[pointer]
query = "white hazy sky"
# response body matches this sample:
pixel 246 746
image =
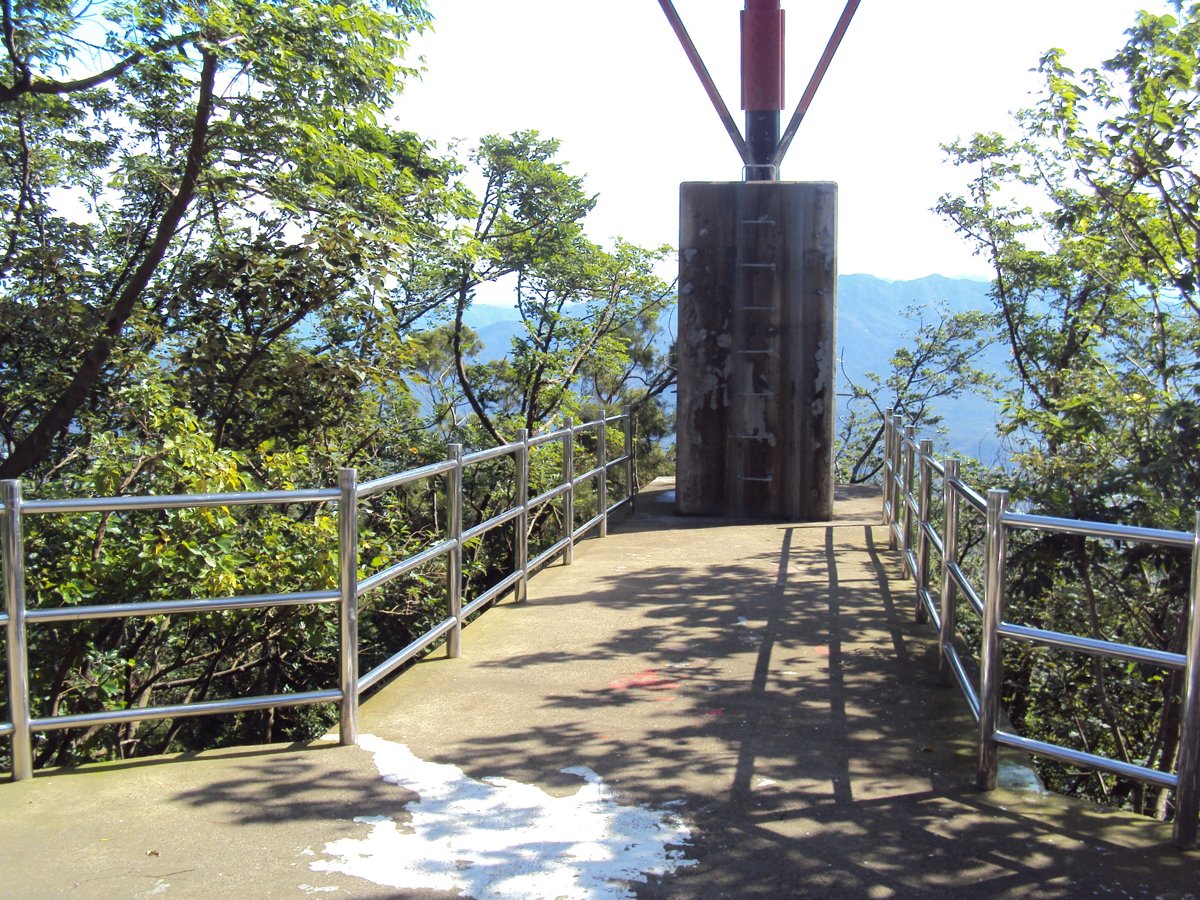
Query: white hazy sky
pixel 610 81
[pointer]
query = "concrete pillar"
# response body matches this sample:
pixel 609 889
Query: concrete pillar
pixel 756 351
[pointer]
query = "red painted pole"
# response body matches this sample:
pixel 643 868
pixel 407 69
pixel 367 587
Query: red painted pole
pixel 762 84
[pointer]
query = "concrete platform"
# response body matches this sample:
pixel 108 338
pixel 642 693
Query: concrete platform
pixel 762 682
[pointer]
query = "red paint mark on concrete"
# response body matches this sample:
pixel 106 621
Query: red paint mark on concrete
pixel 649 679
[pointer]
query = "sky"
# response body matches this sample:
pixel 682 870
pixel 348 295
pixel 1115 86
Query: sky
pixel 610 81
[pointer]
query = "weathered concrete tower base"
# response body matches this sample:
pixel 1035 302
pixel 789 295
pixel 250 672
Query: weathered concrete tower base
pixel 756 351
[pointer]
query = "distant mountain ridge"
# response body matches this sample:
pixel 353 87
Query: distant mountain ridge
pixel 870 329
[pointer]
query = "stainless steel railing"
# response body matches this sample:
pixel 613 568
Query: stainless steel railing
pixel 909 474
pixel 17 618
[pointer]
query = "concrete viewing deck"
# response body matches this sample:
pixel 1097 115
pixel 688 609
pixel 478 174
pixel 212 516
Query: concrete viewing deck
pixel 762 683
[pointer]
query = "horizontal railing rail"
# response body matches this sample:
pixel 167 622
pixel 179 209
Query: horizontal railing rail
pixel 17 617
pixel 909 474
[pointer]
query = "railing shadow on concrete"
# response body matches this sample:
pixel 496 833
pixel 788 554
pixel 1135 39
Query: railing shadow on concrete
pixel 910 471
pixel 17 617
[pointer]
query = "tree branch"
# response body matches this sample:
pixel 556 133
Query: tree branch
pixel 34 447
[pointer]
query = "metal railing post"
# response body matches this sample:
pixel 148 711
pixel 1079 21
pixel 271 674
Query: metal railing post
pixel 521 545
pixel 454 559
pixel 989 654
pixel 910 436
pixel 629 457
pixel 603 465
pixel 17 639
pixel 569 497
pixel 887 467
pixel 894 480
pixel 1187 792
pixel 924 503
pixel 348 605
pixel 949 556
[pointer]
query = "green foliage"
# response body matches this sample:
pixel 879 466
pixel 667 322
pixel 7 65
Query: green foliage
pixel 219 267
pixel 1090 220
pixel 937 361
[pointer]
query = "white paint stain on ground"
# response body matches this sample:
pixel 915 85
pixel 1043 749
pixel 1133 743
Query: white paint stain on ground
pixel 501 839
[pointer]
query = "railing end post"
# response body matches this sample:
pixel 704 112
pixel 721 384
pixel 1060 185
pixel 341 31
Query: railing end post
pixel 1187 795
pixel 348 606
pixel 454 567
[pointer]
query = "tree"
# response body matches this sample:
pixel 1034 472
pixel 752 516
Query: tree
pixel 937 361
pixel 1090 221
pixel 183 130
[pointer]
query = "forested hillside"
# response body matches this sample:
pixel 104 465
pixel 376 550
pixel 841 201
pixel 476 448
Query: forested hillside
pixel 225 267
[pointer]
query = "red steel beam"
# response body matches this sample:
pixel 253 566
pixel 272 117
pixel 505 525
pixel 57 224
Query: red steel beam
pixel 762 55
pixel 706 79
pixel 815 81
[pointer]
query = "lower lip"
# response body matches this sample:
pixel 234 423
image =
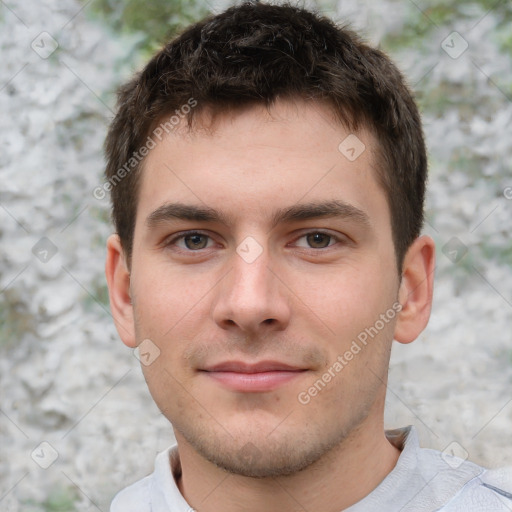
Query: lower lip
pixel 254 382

= = = = = = =

WRITTEN PROBLEM:
Give all the lines above again, character for character, without pictures.

RESULT OF THE TASK:
[pointer]
query = "white hazy sky"
# response body matches this sample:
pixel 246 746
image =
Query: white hazy sky
pixel 610 81
[pointer]
query = "concrete pillar"
# response body matches this sample:
pixel 609 889
Query: concrete pillar
pixel 756 351
[pointer]
query = "red painted pole"
# response body matches this sample:
pixel 643 868
pixel 407 69
pixel 367 587
Query: red painted pole
pixel 762 84
[pointer]
query = "concrete platform"
# response body matches this sample:
pixel 108 338
pixel 642 693
Query: concrete platform
pixel 762 682
[pointer]
query = "red paint mark on concrete"
# response body matches this sample:
pixel 106 621
Query: red paint mark on concrete
pixel 649 679
[pointer]
query = "sky"
# response body matches this sample:
pixel 682 870
pixel 348 295
pixel 1115 86
Query: sky
pixel 610 81
[pointer]
query = "weathered concrete tower base"
# response body matches this sample:
pixel 1035 302
pixel 789 295
pixel 250 672
Query: weathered concrete tower base
pixel 756 351
[pointer]
query = "distant mountain ridge"
# response body matches this sample:
pixel 353 87
Query: distant mountain ridge
pixel 870 329
[pointer]
query = "stainless steel railing"
# response body matches this sample:
pixel 613 568
Query: stainless steel railing
pixel 909 474
pixel 17 618
[pointer]
query = "concrete viewing deck"
# response body matches this sample:
pixel 1097 115
pixel 688 609
pixel 478 174
pixel 212 516
Query: concrete viewing deck
pixel 762 683
[pointer]
query = "horizontal railing rail"
# response body matches this sample:
pixel 167 622
pixel 179 209
Query: horizontal railing rail
pixel 17 617
pixel 909 474
[pointer]
query = "railing shadow on concrete"
# response body matches this sample:
pixel 496 833
pixel 788 554
pixel 1135 39
Query: railing shadow on concrete
pixel 910 471
pixel 17 617
[pointer]
query = "tree branch"
# response body matches this sample:
pixel 556 133
Query: tree branch
pixel 34 447
[pointer]
query = "metal railing post"
# response body matches this sample:
pixel 148 711
pixel 1079 21
pixel 271 674
Query: metal railing post
pixel 521 545
pixel 454 559
pixel 989 654
pixel 910 436
pixel 629 457
pixel 603 465
pixel 17 639
pixel 569 497
pixel 887 467
pixel 894 480
pixel 1187 792
pixel 924 503
pixel 348 605
pixel 949 556
[pointer]
query = "green foliage"
# response body matches this sample:
pixel 879 466
pixel 667 322
pixel 7 65
Query: green foliage
pixel 219 267
pixel 1090 220
pixel 937 361
[pointer]
query = "white paint stain on ground"
# response body matches this sample:
pixel 915 85
pixel 1043 749
pixel 1133 743
Query: white paint stain on ground
pixel 501 839
[pointer]
query = "railing end post"
# response body matches this sample:
pixel 704 112
pixel 721 384
pixel 1060 185
pixel 341 31
Query: railing end post
pixel 1187 795
pixel 348 606
pixel 454 567
[pointer]
query = "tree"
# response body matches this sample:
pixel 1034 472
pixel 752 516
Query: tree
pixel 937 361
pixel 1090 221
pixel 183 130
[pointer]
query = "forested hillside"
# response body matches this sample:
pixel 104 465
pixel 376 550
pixel 841 201
pixel 476 448
Query: forested hillside
pixel 225 267
[pointer]
query = "red steel beam"
# response body matches this sample:
pixel 253 566
pixel 272 117
pixel 505 525
pixel 57 224
Query: red steel beam
pixel 762 55
pixel 706 79
pixel 815 81
[pointer]
query = "lower lip"
# response body matches this sample:
pixel 234 423
image =
Query: lower lip
pixel 254 382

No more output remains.